Set problem -
Reproduce the lines of the data below, starting from the first line and ending with the line that contains "x=166 y=371". Include both of those lines.

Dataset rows

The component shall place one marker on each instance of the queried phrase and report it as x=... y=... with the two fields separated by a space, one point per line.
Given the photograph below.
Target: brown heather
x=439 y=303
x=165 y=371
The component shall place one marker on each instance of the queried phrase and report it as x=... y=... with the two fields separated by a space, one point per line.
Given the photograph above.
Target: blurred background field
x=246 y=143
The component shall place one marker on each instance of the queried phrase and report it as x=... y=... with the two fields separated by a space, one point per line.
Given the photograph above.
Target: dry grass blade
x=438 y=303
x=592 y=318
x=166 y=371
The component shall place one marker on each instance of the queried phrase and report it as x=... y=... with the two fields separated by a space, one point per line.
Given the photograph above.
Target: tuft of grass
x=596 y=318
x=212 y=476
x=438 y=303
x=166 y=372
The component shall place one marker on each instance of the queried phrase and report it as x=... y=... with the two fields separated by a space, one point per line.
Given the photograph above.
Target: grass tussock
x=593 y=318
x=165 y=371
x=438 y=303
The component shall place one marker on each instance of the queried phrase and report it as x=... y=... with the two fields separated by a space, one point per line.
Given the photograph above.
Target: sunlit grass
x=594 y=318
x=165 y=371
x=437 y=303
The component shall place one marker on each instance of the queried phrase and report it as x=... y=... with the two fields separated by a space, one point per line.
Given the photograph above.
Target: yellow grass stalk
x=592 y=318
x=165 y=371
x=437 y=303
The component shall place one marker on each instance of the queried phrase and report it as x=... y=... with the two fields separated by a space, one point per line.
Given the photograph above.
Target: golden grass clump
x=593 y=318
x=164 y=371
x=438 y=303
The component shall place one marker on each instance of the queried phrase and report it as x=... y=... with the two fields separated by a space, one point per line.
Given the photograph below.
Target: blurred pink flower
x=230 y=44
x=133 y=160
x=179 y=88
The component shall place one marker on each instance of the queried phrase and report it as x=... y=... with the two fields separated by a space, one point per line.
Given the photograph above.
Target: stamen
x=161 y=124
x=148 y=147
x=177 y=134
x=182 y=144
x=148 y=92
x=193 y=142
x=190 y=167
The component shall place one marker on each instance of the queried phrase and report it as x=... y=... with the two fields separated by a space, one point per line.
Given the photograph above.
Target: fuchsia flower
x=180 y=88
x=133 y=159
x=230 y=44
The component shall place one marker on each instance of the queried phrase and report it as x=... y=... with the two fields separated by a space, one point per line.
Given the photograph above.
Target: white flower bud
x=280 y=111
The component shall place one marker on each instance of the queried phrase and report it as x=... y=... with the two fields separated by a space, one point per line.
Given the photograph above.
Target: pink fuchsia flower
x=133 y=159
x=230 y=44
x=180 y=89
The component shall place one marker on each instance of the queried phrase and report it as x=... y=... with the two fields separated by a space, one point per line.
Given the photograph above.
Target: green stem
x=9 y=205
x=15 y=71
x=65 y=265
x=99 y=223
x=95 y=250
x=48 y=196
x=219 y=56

The solution -
The component shall place one marker on each instance of the queried phrase and report it as x=... y=... with the two fields separated by a space, one point per line.
Given the photograph below.
Target: brown heather
x=439 y=303
x=165 y=371
The component shall place one marker on each instance of the queried phrase and report it as x=... y=... with the two fields separated by a space, one point per line.
Given the photograph above.
Target: blurred background field
x=246 y=143
The component shall place one marker on each instance of the queried phrase and report it as x=... y=... with the two fields separated by a space, one point per line.
Given the photograph above.
Target: dry grass blade
x=438 y=303
x=592 y=318
x=166 y=371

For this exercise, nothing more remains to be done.